Unesco condemned it. The UN Secretary-General condemned it. The Pentagon did not respond to requests for comment.

Five days later: IRIS Dena.

Khamenei killed during diplomacy. Schoolgirls killed in their classroom. Sailors killed on an unarmed transit. These are not three separate incidents. They are three expressions of the same doctrine — that when rules become inconvenient, they are set aside, and the press conference follows.

The law that died with the Dena

The San Remo Manual on the laws of naval warfare — the same framework the United States cited for four decades against Iranian conduct in the Persian Gulf — requires neutral state notification, precaution before attack, and verified military necessity. Sri Lanka received no warning. The IRIS Dena reportedly carried no ordnance. No alternative to sinking her was attempted or explained.

When the USS Charlotte fired and departed without conducting search and rescue operations, it added a second violation to the first: the Second Geneva Convention requires parties to a maritime engagement to search for and collect the wounded, sick, and shipwrecked. The Sri Lanka Navy, which bore no responsibility for the engagement, carried out those operations alone. The US did not attempt to argue that the conditions for lawful conduct had been met. It did not need to. Impunity does not require justification. It simply acts, and then describes what it has done as winning.

- WHAT IS NEEDED
Please transcribe everything in the IRIS Dena text from "Unesco condemned it." down to "attempted or explained.".

- RECORD EXCERPTS
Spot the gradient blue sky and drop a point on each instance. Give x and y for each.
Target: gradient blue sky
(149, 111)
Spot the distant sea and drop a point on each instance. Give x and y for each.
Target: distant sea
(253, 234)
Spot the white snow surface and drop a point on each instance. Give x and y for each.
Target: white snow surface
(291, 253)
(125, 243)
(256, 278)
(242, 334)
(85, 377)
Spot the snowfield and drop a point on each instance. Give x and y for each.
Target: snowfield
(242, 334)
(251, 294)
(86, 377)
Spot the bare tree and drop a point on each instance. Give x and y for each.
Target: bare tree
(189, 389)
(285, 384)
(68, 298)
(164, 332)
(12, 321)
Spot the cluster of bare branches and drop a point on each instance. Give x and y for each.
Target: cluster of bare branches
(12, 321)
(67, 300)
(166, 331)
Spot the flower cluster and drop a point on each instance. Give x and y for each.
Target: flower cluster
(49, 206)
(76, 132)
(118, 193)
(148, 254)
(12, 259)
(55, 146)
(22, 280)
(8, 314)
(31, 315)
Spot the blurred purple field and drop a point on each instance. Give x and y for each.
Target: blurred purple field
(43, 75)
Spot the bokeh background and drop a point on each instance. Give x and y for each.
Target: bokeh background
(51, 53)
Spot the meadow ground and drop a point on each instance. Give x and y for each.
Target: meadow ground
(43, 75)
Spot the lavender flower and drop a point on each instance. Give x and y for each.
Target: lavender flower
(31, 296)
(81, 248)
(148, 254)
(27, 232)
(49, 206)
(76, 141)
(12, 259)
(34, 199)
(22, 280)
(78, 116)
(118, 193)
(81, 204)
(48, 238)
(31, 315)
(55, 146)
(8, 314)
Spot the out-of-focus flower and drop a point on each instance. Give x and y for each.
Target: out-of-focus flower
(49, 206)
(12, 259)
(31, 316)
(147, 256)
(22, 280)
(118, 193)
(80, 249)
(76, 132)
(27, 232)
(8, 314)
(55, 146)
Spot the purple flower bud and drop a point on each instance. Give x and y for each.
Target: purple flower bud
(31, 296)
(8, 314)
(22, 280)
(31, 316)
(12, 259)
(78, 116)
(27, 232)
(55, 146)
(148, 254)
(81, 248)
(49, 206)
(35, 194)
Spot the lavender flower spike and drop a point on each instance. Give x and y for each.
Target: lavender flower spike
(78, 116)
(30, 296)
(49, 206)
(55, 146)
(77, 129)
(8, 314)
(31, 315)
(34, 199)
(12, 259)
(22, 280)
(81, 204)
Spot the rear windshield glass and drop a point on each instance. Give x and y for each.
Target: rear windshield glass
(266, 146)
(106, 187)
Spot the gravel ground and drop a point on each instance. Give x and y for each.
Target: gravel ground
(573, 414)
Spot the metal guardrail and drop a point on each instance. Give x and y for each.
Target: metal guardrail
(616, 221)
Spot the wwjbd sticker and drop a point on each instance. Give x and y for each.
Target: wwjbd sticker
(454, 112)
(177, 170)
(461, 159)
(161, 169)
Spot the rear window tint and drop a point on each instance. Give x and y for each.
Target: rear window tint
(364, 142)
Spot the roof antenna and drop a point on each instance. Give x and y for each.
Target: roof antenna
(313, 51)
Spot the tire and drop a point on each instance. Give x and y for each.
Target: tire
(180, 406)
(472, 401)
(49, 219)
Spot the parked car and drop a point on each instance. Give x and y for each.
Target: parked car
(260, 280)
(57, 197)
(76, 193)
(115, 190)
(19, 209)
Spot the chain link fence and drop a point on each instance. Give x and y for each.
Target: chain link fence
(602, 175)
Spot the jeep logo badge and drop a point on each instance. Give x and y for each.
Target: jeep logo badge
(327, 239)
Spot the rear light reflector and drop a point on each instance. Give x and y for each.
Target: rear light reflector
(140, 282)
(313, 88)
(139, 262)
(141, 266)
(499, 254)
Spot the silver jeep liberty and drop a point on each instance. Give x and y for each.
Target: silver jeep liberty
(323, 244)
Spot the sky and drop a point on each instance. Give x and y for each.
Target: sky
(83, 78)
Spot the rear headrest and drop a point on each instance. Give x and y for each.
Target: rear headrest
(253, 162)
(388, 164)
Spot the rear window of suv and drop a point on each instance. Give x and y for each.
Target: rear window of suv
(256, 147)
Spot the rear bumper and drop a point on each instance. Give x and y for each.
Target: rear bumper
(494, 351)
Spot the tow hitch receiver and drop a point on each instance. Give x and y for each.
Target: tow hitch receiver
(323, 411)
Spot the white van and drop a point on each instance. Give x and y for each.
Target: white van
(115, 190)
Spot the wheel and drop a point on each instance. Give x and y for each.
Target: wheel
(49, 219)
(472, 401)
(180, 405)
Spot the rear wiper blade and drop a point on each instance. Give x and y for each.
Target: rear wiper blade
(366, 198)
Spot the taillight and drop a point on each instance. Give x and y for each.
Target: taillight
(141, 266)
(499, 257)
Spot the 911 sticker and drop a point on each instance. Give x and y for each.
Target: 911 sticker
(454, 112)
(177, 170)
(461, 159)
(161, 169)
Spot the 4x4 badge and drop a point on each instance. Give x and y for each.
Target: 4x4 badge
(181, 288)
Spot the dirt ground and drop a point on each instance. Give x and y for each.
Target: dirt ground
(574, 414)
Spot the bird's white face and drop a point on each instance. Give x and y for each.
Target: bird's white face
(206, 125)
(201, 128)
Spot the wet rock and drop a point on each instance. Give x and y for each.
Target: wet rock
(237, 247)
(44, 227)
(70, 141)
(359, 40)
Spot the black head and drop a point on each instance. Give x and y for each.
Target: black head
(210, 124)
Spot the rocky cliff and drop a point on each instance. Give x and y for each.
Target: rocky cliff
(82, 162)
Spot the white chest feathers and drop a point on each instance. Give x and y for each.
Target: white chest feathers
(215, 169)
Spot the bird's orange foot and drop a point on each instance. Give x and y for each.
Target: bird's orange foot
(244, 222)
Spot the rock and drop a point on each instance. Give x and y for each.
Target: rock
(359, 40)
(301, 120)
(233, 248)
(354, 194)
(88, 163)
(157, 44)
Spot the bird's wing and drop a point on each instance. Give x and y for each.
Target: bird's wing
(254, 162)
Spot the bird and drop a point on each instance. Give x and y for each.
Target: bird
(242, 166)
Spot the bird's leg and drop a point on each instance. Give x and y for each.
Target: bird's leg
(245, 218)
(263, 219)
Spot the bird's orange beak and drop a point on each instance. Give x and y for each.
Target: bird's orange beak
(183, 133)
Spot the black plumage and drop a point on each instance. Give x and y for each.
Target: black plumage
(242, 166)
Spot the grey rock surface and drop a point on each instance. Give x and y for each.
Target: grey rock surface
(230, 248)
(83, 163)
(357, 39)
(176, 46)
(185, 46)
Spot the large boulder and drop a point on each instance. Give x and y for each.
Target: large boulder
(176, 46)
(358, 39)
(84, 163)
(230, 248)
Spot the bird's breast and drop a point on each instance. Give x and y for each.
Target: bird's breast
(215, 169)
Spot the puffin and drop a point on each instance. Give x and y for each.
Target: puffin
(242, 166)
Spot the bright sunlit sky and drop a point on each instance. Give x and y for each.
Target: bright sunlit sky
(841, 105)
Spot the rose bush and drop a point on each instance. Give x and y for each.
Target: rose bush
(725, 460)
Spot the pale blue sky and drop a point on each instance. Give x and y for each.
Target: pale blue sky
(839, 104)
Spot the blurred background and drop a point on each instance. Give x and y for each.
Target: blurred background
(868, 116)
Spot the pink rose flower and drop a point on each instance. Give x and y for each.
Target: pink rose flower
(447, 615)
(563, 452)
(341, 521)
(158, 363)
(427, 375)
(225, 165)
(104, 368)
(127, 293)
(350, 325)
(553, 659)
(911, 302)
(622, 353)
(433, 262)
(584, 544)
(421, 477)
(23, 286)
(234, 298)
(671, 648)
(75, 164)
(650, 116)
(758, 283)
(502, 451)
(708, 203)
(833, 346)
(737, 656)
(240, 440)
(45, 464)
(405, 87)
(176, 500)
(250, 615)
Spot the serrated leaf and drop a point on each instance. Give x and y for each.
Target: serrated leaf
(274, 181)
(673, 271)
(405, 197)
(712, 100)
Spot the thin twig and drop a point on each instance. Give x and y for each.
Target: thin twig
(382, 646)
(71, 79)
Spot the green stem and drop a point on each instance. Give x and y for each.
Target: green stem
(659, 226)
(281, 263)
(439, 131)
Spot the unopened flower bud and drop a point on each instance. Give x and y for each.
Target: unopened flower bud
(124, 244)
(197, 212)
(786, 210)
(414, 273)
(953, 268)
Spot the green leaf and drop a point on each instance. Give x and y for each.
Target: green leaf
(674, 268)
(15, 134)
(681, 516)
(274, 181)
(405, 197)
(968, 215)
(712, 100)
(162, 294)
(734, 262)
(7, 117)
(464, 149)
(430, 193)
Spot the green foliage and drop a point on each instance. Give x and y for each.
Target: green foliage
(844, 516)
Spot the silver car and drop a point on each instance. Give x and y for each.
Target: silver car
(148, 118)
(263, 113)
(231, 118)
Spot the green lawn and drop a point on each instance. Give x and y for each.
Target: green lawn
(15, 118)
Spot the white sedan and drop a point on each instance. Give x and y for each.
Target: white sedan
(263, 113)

- RESULT FOR THIS EXERCISE
Unesco condemned it. The UN Secretary-General condemned it. The Pentagon did not respond to requests for comment.

Five days later: IRIS Dena.

Khamenei killed during diplomacy. Schoolgirls killed in their classroom. Sailors killed on an unarmed transit. These are not three separate incidents. They are three expressions of the same doctrine — that when rules become inconvenient, they are set aside, and the press conference follows.

The law that died with the Dena

The San Remo Manual on the laws of naval warfare — the same framework the United States cited for four decades against Iranian conduct in the Persian Gulf — requires neutral state notification, precaution before attack, and verified military necessity. Sri Lanka received no warning. The IRIS Dena reportedly carried no ordnance. No alternative to sinking her was attempted or explained.